**Texte présenté:**

--------------------

William Leawitt, le “Rêve Américain” made in California

  Pour la première fois en Europe, le MAMCO dédie une rétrospective à l’Artiste Californien, William Leawitt. Figure pionnière des mouvements d’Art conceptuel et Narratif, qui émergent au début des années 70, il explore les ressorts  du “rêve Américain” fabriqué par le cinéma Hollywoodien.

Qui est William Leawitt ? Je ne connaissais rien de cet artiste, et me suis rendue à l’exposition avec la curiosité aiguisée de pénétrer en terre inconnue et l’intuition d’une heureuse rencontre.

William Leawitt, Theme Restaurant,1986, courtesy MAMCO

Arrivé à Los Angeles dans les années 60, Leawitt est fasciné par l’influence qu’exerce, sur le monde occidental, le “Rêve Américain” fabriqué par les studios  Hollywoodiens. Il en étudie les codes, les  rouages, qui brouillent si bien les pistes entre la réalité et la fiction. Dans ses oeuvres, Leawitt cherche, à son tour, à créer de toutes pièces “les effets de la vie réelle”, quelque soit le médium qu’il utilise (installation, photographie, peinture, dessin etc..).  Il conçoit des environnements particuliers, où le spectateur se projette dans des stéréotypes “glamourisés” de la famille américaine.

 Leawitt nous conte des Histoires..

“Pour William Leawitt, le processus de création commence par un texte” explique Julien Fronsacq – conservateur en chef du MAMCO. Il emprunte au cinéma l’idée du scénario, la sérialité, l’intrigue, les séquences. Puis il construit minutieusement l’oeuvre correspondant à son récit: un assemblage très précis d’objets du quotidien, qui fera naître, dans l’imaginaire du visiteur, l’impression d’une autre réalité.

--------------------

**Consigne:**
Poursuivez le texte consacré à William Leawitt en reprenant juste après sa dernière phrase.

Annotations par points sur des photos:
--------------------

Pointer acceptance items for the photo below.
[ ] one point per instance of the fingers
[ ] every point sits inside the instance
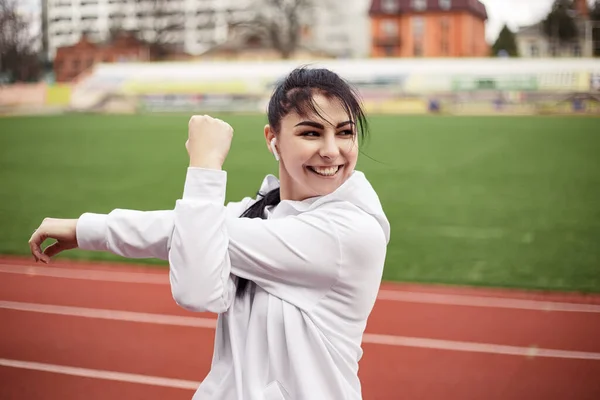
(53, 249)
(35, 243)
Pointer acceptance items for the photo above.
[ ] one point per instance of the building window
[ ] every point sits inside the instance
(418, 49)
(389, 28)
(534, 50)
(419, 5)
(445, 47)
(445, 26)
(418, 26)
(389, 6)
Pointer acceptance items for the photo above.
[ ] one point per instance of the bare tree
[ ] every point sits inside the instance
(19, 60)
(160, 26)
(280, 21)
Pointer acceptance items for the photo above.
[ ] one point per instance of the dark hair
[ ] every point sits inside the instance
(296, 93)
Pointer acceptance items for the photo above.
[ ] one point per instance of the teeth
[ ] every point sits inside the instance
(326, 171)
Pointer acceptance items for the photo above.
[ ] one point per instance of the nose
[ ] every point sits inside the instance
(329, 148)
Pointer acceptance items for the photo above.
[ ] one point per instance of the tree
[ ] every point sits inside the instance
(559, 25)
(506, 42)
(280, 21)
(595, 18)
(19, 60)
(160, 26)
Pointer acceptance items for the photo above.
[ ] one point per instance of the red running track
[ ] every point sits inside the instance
(73, 330)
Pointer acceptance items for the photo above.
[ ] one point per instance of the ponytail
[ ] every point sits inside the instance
(257, 210)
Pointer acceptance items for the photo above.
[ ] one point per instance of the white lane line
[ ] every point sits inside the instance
(388, 295)
(490, 302)
(100, 374)
(477, 347)
(87, 274)
(387, 340)
(130, 316)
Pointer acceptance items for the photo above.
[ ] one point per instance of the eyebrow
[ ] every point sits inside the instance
(320, 126)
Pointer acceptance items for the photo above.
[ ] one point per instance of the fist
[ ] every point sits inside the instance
(64, 231)
(209, 140)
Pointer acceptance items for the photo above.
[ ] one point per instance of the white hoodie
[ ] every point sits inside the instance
(316, 266)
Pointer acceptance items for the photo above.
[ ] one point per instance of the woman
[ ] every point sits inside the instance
(293, 274)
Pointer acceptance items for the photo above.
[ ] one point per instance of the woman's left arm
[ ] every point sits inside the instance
(297, 258)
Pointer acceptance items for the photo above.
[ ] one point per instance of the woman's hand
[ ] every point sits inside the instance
(63, 230)
(209, 140)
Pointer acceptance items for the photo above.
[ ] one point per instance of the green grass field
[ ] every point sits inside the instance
(504, 201)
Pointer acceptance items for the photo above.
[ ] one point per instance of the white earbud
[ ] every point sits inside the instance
(274, 149)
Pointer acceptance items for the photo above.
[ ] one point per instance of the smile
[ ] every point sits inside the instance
(326, 171)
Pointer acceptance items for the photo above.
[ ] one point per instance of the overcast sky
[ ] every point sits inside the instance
(515, 13)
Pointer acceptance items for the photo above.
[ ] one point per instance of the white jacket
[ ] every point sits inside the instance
(316, 266)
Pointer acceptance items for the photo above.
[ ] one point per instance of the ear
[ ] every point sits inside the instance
(269, 135)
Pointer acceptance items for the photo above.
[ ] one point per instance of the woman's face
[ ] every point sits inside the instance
(317, 154)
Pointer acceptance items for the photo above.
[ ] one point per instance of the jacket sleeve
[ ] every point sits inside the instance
(296, 258)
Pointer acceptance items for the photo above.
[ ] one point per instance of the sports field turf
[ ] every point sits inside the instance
(495, 201)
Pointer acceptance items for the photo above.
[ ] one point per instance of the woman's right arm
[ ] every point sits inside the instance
(128, 233)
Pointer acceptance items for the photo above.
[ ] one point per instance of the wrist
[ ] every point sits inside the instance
(206, 164)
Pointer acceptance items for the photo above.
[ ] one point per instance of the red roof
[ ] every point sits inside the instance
(405, 6)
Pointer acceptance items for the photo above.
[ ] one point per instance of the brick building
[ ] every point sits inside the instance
(428, 28)
(71, 61)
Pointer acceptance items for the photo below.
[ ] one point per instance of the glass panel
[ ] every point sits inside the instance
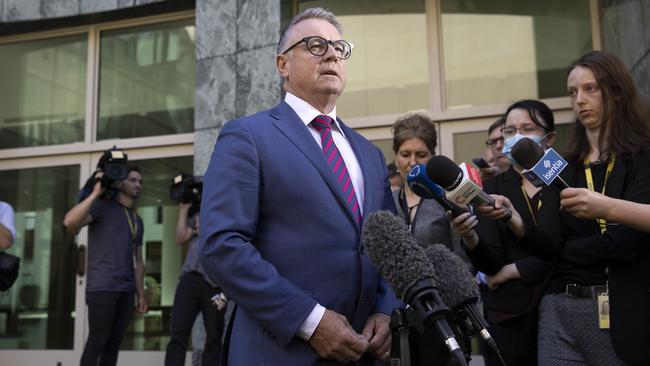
(38, 311)
(43, 94)
(388, 70)
(500, 51)
(163, 258)
(146, 83)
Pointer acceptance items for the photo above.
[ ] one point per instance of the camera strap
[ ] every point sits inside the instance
(133, 224)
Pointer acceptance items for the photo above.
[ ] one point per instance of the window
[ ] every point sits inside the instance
(388, 69)
(145, 85)
(43, 94)
(496, 52)
(146, 82)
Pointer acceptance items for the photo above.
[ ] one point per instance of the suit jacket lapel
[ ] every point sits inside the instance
(289, 124)
(363, 163)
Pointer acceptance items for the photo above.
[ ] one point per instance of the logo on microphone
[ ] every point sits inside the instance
(549, 166)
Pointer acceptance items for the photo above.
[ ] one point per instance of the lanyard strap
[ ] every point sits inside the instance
(530, 207)
(602, 223)
(133, 224)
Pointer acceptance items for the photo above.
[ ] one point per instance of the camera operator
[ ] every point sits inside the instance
(195, 291)
(114, 244)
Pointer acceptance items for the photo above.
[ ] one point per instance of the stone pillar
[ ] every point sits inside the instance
(235, 66)
(625, 30)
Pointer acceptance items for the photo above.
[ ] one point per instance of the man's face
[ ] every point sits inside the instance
(308, 76)
(132, 185)
(496, 149)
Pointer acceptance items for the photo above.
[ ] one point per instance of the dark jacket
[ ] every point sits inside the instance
(583, 254)
(498, 247)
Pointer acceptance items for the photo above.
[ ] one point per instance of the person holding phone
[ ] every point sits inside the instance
(514, 276)
(596, 260)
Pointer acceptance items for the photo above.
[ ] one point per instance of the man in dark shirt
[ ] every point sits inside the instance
(114, 240)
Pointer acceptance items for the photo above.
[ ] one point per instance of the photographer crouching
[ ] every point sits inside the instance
(106, 205)
(195, 291)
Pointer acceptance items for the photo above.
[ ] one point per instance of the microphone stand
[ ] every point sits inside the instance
(430, 313)
(400, 351)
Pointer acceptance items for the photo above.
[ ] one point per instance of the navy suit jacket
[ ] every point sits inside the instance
(278, 237)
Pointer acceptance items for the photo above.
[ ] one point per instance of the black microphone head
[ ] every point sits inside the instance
(527, 153)
(444, 172)
(398, 257)
(456, 283)
(421, 185)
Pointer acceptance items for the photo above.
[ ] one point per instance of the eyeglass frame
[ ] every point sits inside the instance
(519, 129)
(491, 142)
(327, 41)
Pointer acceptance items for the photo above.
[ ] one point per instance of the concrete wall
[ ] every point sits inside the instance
(625, 29)
(235, 70)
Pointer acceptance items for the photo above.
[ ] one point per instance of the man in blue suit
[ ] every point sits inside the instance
(284, 197)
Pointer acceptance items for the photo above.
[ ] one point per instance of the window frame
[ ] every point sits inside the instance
(90, 143)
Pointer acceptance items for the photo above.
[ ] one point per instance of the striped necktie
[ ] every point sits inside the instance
(323, 124)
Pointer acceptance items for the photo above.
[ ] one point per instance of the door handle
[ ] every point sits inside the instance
(81, 260)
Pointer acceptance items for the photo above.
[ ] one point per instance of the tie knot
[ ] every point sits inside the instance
(322, 122)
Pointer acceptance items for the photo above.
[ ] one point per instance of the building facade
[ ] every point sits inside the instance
(159, 78)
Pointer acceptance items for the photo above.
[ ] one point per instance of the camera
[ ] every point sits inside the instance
(114, 164)
(187, 189)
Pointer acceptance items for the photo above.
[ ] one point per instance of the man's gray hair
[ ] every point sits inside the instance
(311, 13)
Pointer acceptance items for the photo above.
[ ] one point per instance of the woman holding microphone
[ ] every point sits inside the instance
(514, 276)
(597, 261)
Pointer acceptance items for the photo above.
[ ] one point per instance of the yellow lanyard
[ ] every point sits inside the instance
(530, 208)
(133, 224)
(590, 184)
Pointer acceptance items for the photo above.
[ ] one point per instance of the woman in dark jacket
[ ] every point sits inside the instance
(598, 261)
(515, 277)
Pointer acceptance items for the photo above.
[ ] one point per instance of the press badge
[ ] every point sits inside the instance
(603, 310)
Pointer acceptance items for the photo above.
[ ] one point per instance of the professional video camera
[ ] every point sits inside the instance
(114, 164)
(187, 189)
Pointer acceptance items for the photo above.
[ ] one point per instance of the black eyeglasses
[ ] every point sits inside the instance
(490, 142)
(317, 46)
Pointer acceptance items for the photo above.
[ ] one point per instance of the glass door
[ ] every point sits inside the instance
(42, 315)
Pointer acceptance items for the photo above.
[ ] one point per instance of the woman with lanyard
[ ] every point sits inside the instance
(514, 276)
(598, 261)
(414, 142)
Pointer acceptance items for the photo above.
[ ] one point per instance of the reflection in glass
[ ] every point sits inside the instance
(43, 93)
(37, 312)
(388, 70)
(499, 51)
(163, 257)
(146, 83)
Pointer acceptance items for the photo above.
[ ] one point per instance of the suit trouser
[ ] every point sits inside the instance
(193, 294)
(516, 346)
(109, 314)
(569, 333)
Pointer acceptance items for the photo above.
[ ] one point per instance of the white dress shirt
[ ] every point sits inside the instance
(307, 113)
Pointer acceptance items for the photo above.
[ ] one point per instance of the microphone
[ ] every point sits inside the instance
(404, 264)
(459, 289)
(422, 186)
(462, 183)
(527, 153)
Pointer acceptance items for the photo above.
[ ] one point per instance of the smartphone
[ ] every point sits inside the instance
(480, 162)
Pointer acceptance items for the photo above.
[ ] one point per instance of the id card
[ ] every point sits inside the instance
(603, 310)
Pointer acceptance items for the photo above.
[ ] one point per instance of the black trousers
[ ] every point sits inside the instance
(109, 314)
(193, 294)
(517, 346)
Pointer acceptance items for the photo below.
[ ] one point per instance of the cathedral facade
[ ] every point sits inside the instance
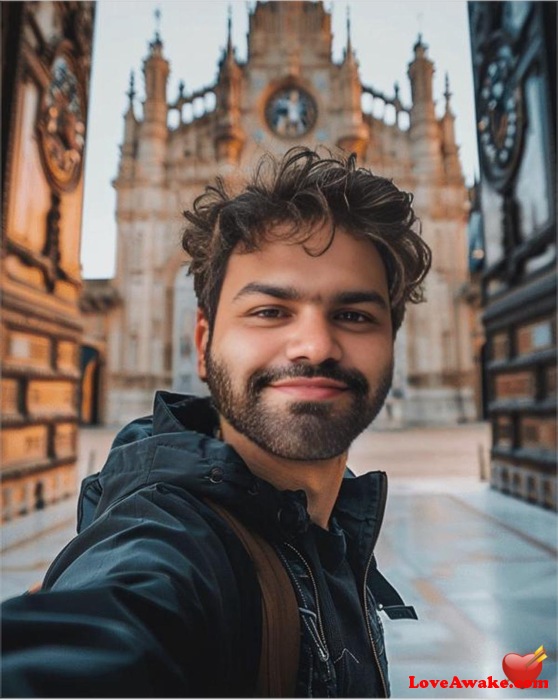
(46, 64)
(289, 91)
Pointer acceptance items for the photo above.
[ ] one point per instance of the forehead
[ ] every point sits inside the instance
(350, 262)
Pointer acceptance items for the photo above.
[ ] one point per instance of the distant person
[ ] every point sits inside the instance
(216, 518)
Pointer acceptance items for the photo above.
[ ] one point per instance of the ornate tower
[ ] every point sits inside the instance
(137, 360)
(289, 91)
(46, 63)
(229, 135)
(354, 134)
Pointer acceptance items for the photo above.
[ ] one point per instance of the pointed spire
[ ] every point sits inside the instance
(157, 15)
(349, 40)
(131, 88)
(230, 48)
(447, 93)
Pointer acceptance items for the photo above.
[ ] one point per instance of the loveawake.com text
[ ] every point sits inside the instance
(460, 683)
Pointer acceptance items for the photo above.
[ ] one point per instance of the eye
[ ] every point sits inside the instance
(271, 312)
(353, 317)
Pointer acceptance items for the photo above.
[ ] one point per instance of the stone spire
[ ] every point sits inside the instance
(452, 166)
(154, 130)
(156, 72)
(229, 135)
(424, 129)
(354, 133)
(349, 53)
(129, 142)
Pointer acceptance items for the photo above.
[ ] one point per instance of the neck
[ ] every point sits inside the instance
(320, 479)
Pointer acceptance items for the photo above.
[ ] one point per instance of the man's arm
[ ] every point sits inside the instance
(145, 602)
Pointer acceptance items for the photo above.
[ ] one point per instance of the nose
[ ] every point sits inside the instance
(313, 339)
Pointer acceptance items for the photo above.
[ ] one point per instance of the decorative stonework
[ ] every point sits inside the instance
(61, 123)
(45, 79)
(291, 112)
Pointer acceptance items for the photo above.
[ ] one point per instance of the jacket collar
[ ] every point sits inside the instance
(177, 446)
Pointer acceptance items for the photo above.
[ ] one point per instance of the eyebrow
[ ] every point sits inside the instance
(292, 294)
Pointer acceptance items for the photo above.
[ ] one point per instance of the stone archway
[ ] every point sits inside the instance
(90, 386)
(185, 378)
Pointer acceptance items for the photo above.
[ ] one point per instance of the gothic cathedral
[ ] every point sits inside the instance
(289, 91)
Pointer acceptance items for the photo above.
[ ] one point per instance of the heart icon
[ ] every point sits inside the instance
(521, 670)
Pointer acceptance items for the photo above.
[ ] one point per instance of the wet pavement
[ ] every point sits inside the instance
(479, 567)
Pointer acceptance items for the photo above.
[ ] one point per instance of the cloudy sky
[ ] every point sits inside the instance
(193, 34)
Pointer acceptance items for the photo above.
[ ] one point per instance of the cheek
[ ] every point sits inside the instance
(245, 351)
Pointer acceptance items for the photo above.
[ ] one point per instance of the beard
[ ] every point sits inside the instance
(298, 430)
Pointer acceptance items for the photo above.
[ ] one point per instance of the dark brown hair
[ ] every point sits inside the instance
(304, 189)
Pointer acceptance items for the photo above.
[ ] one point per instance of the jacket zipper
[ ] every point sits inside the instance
(382, 507)
(324, 653)
(370, 636)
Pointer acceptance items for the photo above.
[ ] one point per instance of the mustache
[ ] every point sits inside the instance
(355, 380)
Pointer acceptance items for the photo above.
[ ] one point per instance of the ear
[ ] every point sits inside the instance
(201, 338)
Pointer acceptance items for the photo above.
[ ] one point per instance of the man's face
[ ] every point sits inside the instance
(301, 355)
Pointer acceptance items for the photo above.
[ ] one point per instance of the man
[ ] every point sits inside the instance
(302, 280)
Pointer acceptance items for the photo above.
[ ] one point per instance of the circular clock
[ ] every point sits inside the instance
(290, 112)
(501, 119)
(61, 124)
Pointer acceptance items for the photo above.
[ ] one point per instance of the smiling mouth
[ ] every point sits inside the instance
(310, 389)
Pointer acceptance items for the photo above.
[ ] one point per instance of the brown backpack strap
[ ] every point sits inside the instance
(280, 617)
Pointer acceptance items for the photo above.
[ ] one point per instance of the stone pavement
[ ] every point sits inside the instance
(479, 567)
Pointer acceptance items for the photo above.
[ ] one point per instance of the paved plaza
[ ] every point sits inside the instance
(479, 567)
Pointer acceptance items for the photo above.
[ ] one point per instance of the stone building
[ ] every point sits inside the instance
(46, 55)
(514, 69)
(289, 91)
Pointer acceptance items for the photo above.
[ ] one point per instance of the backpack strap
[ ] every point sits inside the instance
(279, 657)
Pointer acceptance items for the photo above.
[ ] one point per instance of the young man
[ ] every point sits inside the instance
(302, 280)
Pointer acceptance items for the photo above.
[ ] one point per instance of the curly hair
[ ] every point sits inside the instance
(304, 189)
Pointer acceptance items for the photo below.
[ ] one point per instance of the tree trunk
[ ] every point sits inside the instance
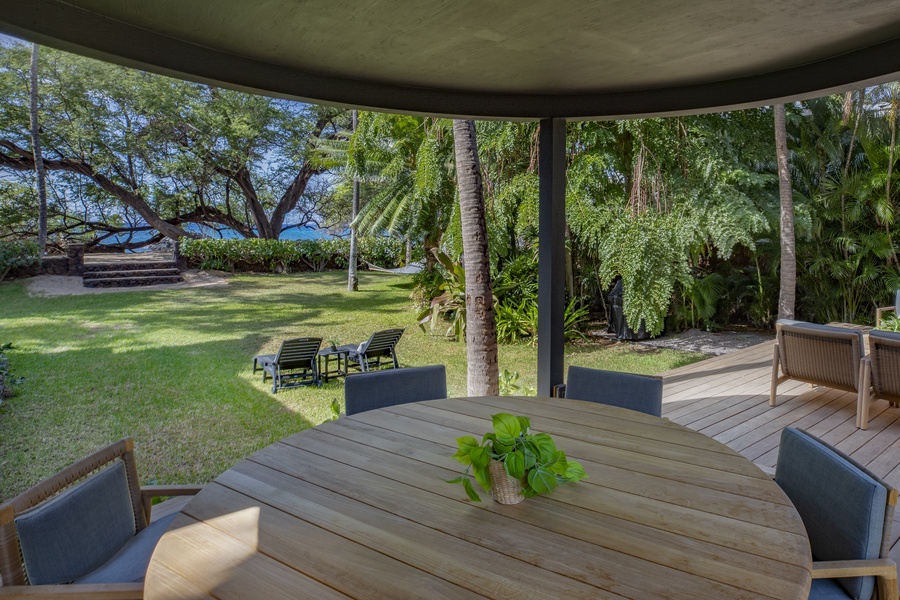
(36, 150)
(481, 329)
(352, 280)
(787, 292)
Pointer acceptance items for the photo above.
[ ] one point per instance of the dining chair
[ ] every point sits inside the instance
(642, 393)
(378, 389)
(90, 525)
(848, 513)
(880, 378)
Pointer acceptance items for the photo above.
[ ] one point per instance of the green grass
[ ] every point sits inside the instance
(172, 369)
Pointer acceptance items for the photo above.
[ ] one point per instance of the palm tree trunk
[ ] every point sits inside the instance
(481, 329)
(352, 279)
(36, 150)
(787, 292)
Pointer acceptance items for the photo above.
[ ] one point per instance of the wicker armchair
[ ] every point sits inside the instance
(87, 537)
(848, 512)
(817, 354)
(880, 374)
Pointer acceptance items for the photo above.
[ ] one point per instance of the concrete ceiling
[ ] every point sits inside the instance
(517, 59)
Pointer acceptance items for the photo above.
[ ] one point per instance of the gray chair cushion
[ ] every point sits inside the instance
(842, 507)
(74, 533)
(378, 389)
(129, 565)
(827, 589)
(636, 392)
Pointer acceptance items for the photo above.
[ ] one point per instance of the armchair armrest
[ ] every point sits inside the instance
(831, 569)
(154, 491)
(93, 591)
(149, 492)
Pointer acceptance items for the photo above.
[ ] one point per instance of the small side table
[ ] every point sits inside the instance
(326, 356)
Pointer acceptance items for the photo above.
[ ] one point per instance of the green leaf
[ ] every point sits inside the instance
(541, 480)
(506, 427)
(470, 491)
(530, 456)
(546, 448)
(515, 464)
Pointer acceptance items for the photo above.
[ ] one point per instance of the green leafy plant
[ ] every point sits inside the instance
(450, 305)
(890, 323)
(510, 386)
(532, 458)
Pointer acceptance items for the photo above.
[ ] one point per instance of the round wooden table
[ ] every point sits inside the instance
(358, 507)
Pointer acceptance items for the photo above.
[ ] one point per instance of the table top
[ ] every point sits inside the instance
(359, 507)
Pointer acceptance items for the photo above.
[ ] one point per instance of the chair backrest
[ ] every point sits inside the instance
(381, 342)
(378, 389)
(298, 353)
(848, 511)
(642, 393)
(50, 537)
(884, 353)
(820, 354)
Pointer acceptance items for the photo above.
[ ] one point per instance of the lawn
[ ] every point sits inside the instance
(172, 369)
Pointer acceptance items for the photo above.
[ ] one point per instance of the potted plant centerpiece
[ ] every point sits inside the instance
(512, 463)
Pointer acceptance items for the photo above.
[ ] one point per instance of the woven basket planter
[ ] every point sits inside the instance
(504, 489)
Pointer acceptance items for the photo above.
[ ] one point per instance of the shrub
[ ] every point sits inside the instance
(17, 253)
(285, 256)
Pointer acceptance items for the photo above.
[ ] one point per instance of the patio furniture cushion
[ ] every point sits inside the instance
(129, 565)
(842, 506)
(378, 389)
(76, 532)
(636, 392)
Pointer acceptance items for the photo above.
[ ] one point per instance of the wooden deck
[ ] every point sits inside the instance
(727, 398)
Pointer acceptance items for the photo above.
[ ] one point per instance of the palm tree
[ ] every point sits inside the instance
(36, 151)
(481, 329)
(787, 293)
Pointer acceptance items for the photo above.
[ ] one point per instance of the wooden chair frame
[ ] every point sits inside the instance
(882, 383)
(13, 578)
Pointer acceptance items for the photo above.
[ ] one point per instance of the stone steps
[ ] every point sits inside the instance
(120, 274)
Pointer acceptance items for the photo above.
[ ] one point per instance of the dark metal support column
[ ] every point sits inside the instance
(552, 258)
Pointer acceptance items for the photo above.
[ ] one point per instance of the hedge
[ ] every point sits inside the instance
(286, 256)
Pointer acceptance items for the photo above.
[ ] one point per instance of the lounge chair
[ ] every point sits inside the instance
(817, 354)
(295, 364)
(378, 389)
(98, 533)
(880, 374)
(369, 354)
(636, 392)
(848, 513)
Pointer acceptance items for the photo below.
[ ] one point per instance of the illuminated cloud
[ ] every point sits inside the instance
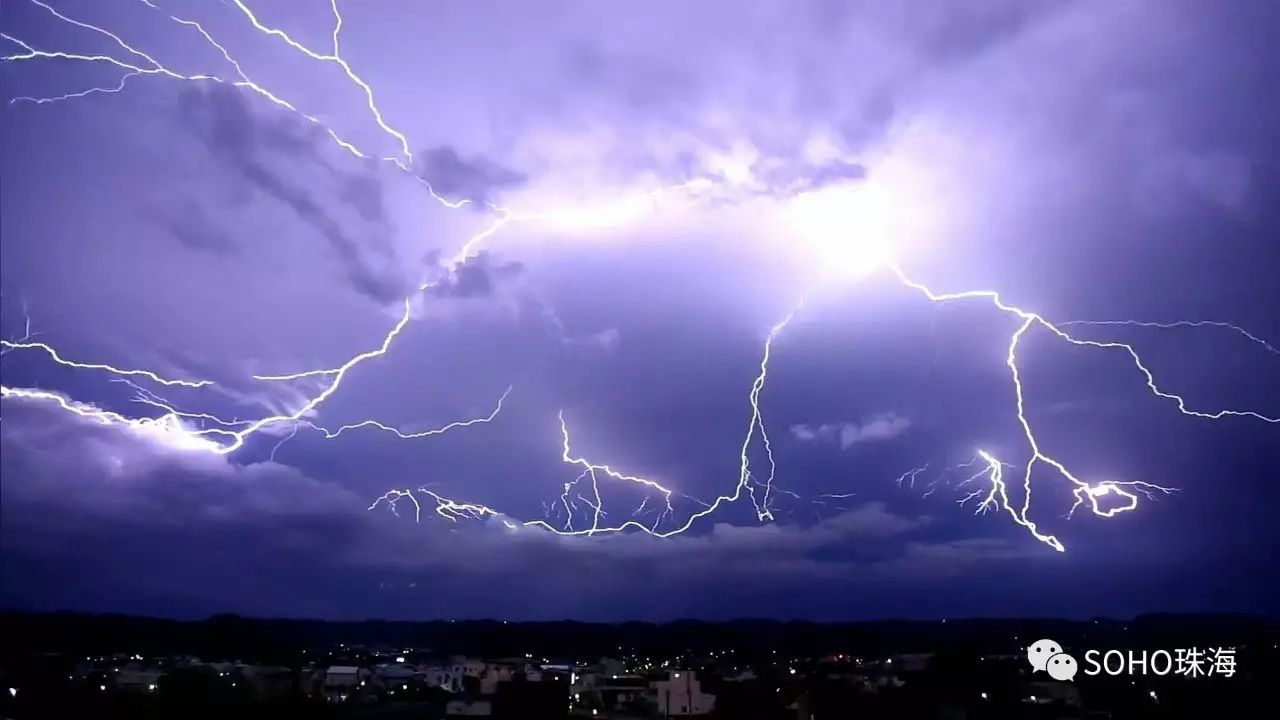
(877, 428)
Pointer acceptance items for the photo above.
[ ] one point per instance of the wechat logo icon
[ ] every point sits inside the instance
(1047, 655)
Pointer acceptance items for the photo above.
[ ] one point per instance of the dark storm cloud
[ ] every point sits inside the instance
(192, 226)
(471, 178)
(255, 145)
(478, 276)
(95, 500)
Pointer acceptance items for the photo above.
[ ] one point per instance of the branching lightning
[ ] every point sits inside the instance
(211, 433)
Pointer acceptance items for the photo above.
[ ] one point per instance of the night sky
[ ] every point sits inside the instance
(650, 186)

--------------------

**Résultat:**
William Leawitt, California Patio 1972, ©Thegazeofaparisienne

C’est exactement ce que j’ai ressenti, devant la première pièce de l’exposition: “California Patio“. Elle commence par une feuille écrite, décrivant, à la manière d’un script, le contexte de la scène et ce qui va s’y jouer. Puis l’installation grandeur nature: une baie vitrée entre-ouverte sur un début de patio-jardin, des rideaux bleus et une lumière particulière. En la regardant, j’ai l’impression qu’une personne va entrer chercher une chose oubliée à l’intérieur de la maison, puis ressortir rejoindre les convives dans le jardin…une tranche de vie dans un monde parfaitement organisé, où l’installation fait figure de passage entre deux mondes. Cette même  impression de lieu habité me saisit dans une mise en scène très différente, au curieux décor:”The Small Laboratory“. Au milieu des alambics et des fausses plantes vertes, la présence insolite d’objets quotidiens hétéroclites donne un côté “baba cool” totalement décalé.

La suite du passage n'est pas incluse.